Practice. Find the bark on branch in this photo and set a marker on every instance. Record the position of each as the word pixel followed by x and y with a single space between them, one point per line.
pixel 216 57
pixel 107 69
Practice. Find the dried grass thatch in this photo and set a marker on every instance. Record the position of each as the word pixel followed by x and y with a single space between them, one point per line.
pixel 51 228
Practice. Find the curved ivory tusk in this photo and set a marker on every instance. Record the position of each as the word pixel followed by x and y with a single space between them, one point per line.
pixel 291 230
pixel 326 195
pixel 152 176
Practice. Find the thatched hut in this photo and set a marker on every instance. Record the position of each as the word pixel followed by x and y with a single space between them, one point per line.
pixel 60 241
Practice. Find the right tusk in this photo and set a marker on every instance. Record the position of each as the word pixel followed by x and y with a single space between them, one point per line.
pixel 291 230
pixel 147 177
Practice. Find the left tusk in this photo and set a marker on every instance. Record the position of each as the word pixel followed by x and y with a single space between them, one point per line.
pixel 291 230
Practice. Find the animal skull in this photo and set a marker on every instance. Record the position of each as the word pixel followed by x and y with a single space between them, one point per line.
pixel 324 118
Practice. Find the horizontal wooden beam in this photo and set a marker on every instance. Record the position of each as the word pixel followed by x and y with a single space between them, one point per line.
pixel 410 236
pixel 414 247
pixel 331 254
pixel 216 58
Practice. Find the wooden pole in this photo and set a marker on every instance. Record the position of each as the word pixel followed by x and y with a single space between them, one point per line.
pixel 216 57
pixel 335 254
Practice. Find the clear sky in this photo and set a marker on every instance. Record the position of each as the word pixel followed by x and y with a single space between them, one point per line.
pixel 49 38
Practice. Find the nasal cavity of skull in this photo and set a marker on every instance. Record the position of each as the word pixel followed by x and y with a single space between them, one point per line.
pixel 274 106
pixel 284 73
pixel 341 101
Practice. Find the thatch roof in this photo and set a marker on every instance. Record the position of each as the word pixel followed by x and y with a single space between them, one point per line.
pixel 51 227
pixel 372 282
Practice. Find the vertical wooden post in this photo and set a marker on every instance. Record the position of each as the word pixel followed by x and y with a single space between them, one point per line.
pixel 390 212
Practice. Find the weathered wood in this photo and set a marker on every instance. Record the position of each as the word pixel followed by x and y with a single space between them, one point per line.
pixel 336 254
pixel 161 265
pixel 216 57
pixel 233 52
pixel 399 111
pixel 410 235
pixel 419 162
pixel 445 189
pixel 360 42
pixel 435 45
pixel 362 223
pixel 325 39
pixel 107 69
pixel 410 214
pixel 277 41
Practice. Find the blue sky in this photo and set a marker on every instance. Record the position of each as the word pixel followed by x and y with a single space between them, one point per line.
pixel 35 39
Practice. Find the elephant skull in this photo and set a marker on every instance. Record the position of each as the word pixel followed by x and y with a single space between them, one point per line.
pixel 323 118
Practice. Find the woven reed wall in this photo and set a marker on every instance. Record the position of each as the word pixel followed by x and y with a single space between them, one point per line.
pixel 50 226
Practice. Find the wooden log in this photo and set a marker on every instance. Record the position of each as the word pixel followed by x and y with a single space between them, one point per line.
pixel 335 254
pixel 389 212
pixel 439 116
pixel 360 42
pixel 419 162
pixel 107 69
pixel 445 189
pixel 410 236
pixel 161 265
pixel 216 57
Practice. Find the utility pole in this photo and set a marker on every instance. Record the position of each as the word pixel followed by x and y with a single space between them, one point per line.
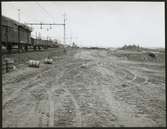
pixel 19 15
pixel 64 28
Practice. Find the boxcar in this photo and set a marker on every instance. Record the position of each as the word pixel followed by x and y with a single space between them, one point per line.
pixel 14 33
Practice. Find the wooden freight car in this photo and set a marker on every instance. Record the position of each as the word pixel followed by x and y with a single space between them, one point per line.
pixel 14 33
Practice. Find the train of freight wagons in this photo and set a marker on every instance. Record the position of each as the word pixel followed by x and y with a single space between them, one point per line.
pixel 17 34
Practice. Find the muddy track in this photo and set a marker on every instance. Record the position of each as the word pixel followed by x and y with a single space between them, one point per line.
pixel 85 88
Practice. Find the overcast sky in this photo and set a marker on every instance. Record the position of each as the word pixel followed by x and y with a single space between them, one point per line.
pixel 102 24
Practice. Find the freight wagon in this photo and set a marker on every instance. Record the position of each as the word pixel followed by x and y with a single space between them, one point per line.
pixel 17 34
pixel 14 33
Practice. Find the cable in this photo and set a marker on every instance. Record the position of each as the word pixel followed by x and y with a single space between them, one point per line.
pixel 45 11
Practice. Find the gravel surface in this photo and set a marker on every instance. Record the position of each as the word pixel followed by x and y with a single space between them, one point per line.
pixel 84 88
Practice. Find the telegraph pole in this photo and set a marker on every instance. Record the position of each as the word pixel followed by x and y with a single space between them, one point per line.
pixel 64 28
pixel 19 15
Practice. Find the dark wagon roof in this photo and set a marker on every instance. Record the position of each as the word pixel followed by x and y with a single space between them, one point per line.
pixel 6 21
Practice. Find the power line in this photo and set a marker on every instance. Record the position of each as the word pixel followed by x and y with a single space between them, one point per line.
pixel 45 11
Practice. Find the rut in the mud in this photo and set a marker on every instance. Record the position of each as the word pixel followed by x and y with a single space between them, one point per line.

════════════════════

- _Exercise brief_
Return, word for word, the stretch of the data from the line containing "Practice. Find the curved" through the line containing "pixel 152 176", including both of those lines.

- _Full solution_
Practice. Find the curved ivory tusk in this photo and set a marker on every instance. Record the position of each as the word pixel followed by x and y with a single space between them, one point per line.
pixel 291 230
pixel 326 195
pixel 152 176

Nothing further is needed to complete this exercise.